[Dataset items]
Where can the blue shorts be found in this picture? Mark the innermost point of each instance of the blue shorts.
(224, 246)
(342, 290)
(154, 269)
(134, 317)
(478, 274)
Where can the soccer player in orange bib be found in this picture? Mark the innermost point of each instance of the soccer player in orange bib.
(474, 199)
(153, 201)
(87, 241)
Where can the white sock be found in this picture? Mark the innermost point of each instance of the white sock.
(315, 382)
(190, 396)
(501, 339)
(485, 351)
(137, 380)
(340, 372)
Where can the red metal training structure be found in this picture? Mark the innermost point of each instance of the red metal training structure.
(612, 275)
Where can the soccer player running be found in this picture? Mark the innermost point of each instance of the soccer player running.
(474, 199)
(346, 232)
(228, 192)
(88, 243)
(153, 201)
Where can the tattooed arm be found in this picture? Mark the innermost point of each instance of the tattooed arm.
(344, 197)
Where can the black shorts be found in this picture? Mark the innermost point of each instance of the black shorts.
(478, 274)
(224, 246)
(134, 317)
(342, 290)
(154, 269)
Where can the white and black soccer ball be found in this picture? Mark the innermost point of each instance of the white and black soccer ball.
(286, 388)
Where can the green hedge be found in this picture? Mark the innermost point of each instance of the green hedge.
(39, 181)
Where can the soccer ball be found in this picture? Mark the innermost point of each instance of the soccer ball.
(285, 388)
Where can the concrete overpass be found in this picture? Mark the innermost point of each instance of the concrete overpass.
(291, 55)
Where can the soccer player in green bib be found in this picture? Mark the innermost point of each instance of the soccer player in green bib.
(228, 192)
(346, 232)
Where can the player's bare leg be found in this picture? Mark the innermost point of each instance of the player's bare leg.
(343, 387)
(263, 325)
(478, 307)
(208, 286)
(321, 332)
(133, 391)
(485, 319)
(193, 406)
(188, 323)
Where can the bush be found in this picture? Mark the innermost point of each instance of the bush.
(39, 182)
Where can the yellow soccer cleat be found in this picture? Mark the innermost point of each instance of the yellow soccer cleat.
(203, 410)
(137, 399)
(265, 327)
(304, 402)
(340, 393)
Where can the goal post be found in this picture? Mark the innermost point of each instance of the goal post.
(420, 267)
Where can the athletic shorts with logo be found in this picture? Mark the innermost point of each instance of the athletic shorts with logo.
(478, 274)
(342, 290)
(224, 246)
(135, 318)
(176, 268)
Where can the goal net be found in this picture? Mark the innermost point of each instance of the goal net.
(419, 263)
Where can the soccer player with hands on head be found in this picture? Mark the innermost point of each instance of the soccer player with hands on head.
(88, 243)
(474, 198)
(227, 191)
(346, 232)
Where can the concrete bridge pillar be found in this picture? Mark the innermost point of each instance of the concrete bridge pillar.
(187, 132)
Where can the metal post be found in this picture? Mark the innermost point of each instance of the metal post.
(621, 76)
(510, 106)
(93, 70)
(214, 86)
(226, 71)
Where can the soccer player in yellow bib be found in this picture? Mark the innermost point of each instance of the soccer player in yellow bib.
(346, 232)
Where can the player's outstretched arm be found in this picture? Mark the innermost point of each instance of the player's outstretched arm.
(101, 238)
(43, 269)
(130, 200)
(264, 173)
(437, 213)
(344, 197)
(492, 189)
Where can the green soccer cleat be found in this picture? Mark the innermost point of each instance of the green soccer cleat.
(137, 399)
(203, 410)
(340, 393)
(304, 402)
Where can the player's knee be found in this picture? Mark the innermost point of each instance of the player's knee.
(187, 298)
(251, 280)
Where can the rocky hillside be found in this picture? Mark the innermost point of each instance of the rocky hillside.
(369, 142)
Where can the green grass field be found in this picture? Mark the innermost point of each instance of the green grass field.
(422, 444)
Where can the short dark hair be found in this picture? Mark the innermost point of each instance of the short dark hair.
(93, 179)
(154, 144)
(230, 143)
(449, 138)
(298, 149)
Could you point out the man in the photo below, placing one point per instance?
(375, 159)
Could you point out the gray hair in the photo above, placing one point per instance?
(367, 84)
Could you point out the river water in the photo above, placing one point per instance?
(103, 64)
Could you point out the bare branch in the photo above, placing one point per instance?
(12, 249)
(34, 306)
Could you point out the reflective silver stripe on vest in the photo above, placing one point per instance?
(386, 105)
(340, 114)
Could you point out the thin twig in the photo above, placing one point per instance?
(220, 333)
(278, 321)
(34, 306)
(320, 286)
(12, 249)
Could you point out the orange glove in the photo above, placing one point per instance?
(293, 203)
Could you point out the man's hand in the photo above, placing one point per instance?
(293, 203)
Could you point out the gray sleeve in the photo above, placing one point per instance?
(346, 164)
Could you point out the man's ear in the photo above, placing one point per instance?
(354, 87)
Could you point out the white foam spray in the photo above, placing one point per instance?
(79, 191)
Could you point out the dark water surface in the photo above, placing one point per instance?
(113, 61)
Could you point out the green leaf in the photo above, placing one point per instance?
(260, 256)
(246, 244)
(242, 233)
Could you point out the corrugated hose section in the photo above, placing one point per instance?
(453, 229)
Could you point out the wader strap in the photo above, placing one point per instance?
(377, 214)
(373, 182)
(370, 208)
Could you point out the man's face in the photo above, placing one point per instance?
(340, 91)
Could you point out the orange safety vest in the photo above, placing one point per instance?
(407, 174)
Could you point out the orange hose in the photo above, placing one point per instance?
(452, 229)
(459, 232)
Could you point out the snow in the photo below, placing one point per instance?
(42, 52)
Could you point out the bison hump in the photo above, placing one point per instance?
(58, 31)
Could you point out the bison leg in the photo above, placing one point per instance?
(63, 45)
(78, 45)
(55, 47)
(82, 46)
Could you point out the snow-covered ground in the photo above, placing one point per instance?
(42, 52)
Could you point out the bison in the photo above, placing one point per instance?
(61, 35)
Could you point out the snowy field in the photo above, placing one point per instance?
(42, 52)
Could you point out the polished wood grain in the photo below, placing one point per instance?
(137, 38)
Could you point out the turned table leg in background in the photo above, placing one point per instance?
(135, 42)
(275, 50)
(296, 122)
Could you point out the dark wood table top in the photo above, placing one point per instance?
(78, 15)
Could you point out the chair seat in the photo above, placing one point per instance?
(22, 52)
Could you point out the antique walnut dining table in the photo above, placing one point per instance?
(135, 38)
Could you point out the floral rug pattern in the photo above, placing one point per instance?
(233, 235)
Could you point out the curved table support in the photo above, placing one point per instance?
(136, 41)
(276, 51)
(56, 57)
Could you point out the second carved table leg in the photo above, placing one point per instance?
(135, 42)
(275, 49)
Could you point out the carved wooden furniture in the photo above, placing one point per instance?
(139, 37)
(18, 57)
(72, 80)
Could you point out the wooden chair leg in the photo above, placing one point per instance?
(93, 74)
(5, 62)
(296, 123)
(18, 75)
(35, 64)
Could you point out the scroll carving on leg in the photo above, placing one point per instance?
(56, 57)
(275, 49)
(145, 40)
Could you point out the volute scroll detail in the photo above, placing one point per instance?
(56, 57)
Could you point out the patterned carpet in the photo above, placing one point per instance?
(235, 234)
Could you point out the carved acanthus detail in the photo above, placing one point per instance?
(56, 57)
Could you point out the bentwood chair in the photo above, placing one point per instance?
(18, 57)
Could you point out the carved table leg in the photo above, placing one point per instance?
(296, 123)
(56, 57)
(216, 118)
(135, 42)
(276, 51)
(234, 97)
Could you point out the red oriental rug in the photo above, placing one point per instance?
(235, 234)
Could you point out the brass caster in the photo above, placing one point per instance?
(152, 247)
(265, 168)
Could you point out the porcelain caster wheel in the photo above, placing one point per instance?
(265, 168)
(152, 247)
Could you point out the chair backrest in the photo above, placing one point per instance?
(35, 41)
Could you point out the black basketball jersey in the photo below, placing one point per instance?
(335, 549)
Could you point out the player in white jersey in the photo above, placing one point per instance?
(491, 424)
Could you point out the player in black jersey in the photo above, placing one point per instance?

• What you are asked to do
An exact, complete copy of the records is the expected answer.

• Task output
Where can the blue shorts be found in this picture? Mark the innermost point of each instance of the blue shorts.
(224, 246)
(342, 290)
(154, 269)
(134, 317)
(478, 274)
Where can the soccer player in orange bib be found in this picture? Mark the innermost point of each instance of the soccer player in orange bib.
(474, 199)
(153, 201)
(87, 241)
Where can the white sock be found in this picture? Mark the innermost point of each instance of the white sock.
(315, 382)
(190, 396)
(501, 339)
(485, 351)
(137, 380)
(340, 372)
Where can the red metal training structure be found in this picture? Mark the innermost point of each instance of the red metal training structure.
(612, 275)
Where can the soccer player running be found in this picture? Mark the innermost point of each instance of the soccer player running.
(474, 199)
(346, 232)
(228, 192)
(88, 243)
(153, 201)
Where can the tattooed arm be found in this picture? Mark the innermost point of each instance of the tattooed arm.
(344, 197)
Where can the black shorts be found in this picture? Mark the innermost point of each instance of the black shorts.
(478, 274)
(224, 246)
(134, 317)
(342, 290)
(154, 269)
Where can the white and black soccer ball be found in this picture? Mark the innermost point of each instance of the white and black soccer ball.
(286, 388)
Where can the green hedge be found in this picture? Mark the innermost point of each instance of the green hedge.
(39, 181)
Where can the soccer ball be found in this picture? Mark the innermost point of each instance of the soccer ball.
(285, 388)
Where can the concrete overpass be found in this picture? Mark the innermost point of each instance of the concrete overpass.
(291, 55)
Where can the soccer player in green bib be found in this picture? Mark the innermost point of each instance of the soccer player in green bib.
(228, 192)
(346, 232)
Where can the player's bare leg be found in this picture? Mark the innermost point of each instance of the player's bare leg.
(343, 387)
(263, 325)
(478, 307)
(208, 286)
(321, 332)
(133, 391)
(485, 319)
(193, 406)
(188, 323)
Where can the bush be found in this picture? Mark the innermost point of each instance of the bush.
(39, 182)
Where can the yellow soccer cleat be found in this picture? Mark the innermost point of each instance of the yellow soccer cleat.
(203, 410)
(137, 399)
(265, 327)
(304, 402)
(340, 393)
Where can the goal post be found in this picture? Mark the innermost point of each instance of the goal post.
(420, 267)
Where can the athletic shorts with logo be found in this picture? Mark the innermost point of each instance of the athletic shorts with logo.
(478, 274)
(342, 290)
(224, 246)
(135, 318)
(176, 268)
Where can the goal net be found in this picture? Mark the innermost point of each instance of the goal net.
(419, 263)
Where can the soccer player with hands on head be found in this picture? Mark the innermost point of each instance of the soccer player with hands on head.
(88, 243)
(474, 198)
(227, 191)
(346, 232)
Where can the concrete bridge pillar be found in this picture? Mark the innermost point of each instance of the concrete bridge pillar.
(187, 132)
Where can the metal post be found in this picture? Mark the innermost point of each instance of the metal post.
(621, 76)
(510, 106)
(93, 70)
(214, 86)
(226, 71)
Where can the soccer player in yellow bib be found in this picture? Mark the innermost point of each instance of the soccer player in yellow bib.
(346, 232)
Where can the player's outstretched arm be found in this picture? Mark the innermost point of each instance of the player's outstretched arm.
(101, 238)
(43, 269)
(130, 200)
(264, 173)
(437, 213)
(344, 197)
(492, 189)
Where can the green soccer cleat be found in this picture? Mark the innermost point of each instance of the green soccer cleat.
(137, 399)
(203, 410)
(340, 393)
(304, 402)
Where can the player's knee be found in this picture? Mark the innermost point of each instance of the player's knee.
(187, 298)
(251, 280)
Where can the rocky hillside be found in this picture? Mark the innermost point of each instance of the rocky hillside.
(369, 142)
Where can the green grass field be found in this picture? Mark the innermost point of each instance of the green grass field.
(422, 444)
Where can the short dark hair be found in this picture? Mark the innermost point of each instance of the short dark hair.
(93, 179)
(154, 144)
(230, 143)
(449, 138)
(298, 149)
Could you point out the man in the photo below, placing one point per instance?
(375, 159)
Could you point out the gray hair in the photo above, placing one point per instance?
(367, 84)
Could you point out the river water in the photo above, placing one point per instance?
(103, 64)
Could you point out the bare branch in the photo above, placing one point per instance?
(12, 249)
(34, 306)
Could you point out the reflective silver stripe on vest in the photo above, placing one point per instance?
(386, 105)
(340, 114)
Could you point out the thin twig in the photo above, placing one point per instance?
(220, 333)
(278, 321)
(34, 306)
(320, 286)
(12, 249)
Could you point out the orange glove in the photo above, placing one point per instance?
(293, 203)
Could you point out the man's hand in the photo above, placing one point per instance?
(293, 203)
Could you point out the gray sleeve in the photo above, placing one point per instance?
(346, 164)
Could you point out the man's ear in the photo above, placing one point per instance?
(354, 87)
Could you point out the white foam spray in the photo above, placing one point per instance?
(79, 191)
Could you point out the dark water surface in the photo above, placing one point per instance?
(113, 61)
Could you point out the green leaf in the photo above, placing one point per instance?
(260, 256)
(246, 244)
(242, 233)
Could you point out the corrugated hose section in the photo above, placing one point per instance?
(453, 229)
Could you point out the wader strap in the photo above, placing one point per instance?
(377, 214)
(373, 182)
(370, 208)
Could you point out the man's face in the photo above, placing one point per instance?
(340, 91)
Could you point out the orange safety vest in the photo above, placing one point per instance?
(407, 174)
Could you point out the orange hose in the photo above, placing one point per instance?
(452, 229)
(459, 232)
Could you point out the snow in the photo below, placing one point per instance?
(42, 52)
Could you point out the bison hump in the photo above, placing one point per instance?
(58, 31)
Could you point out the bison leg in the photo above, placing one point per instance?
(63, 45)
(78, 45)
(55, 47)
(82, 46)
Could you point out the snow-covered ground in the photo above, placing one point per instance?
(42, 52)
Could you point out the bison in the photo above, placing one point per instance?
(61, 35)
Could you point out the snowy field in the photo above, placing one point per instance?
(42, 52)
Could you point out the polished wood grain in the photo below, placing one point per instance?
(137, 38)
Could you point out the turned table leg in background in the photo above, placing one point per instance?
(135, 42)
(275, 50)
(296, 122)
Could you point out the dark wood table top in the photo above, placing one point per instance?
(78, 15)
Could you point out the chair seat in the photo above, placing one point per instance?
(22, 52)
Could you point out the antique walnut dining table in the photo above, placing one point per instance?
(135, 38)
Could you point out the floral rug pattern in the photo above, placing one point per instance?
(233, 235)
Could you point out the curved table support in the photo above, placing one point per instance?
(136, 41)
(276, 51)
(56, 57)
Could you point out the second carved table leg in the photo above, placing one point per instance?
(135, 42)
(275, 49)
Could you point out the carved wooden furniture in the photo above, placing one point per instance?
(139, 37)
(18, 57)
(72, 80)
Could you point out the wooden chair leg in the photo above, placing one point per instance?
(93, 74)
(5, 62)
(296, 123)
(18, 75)
(35, 64)
Could you point out the scroll carving on leg in the photo above, placing one point per instance?
(56, 57)
(275, 49)
(145, 40)
Could you point out the volute scroll detail in the photo above, placing one point per instance?
(56, 57)
Could you point out the patterned carpet in the photo above, placing one point per instance?
(235, 234)
Could you point out the carved acanthus detail in the photo above, placing one point per instance?
(56, 57)
Could you point out the bentwood chair in the photo above, placing one point per instance?
(18, 57)
Could you point out the carved table leg in the photo above, placing one point per instance?
(296, 123)
(56, 57)
(216, 118)
(135, 42)
(276, 51)
(234, 97)
Could you point out the red oriental rug in the photo above, placing one point per instance?
(235, 234)
Could you point out the brass caster in the photo above, placing one point per instance?
(152, 247)
(265, 168)
Could you point out the porcelain caster wheel in the photo above, placing one point per instance?
(265, 168)
(152, 247)
Could you point out the chair backrest in the photo above, placing one point per instance?
(35, 41)
Could you point out the black basketball jersey in the photo below, placing one point per instance?
(335, 549)
Could you point out the player in white jersey in the photo above, placing one point per instance?
(491, 424)
Could you point out the player in black jersey in the photo above, placing one point per instance?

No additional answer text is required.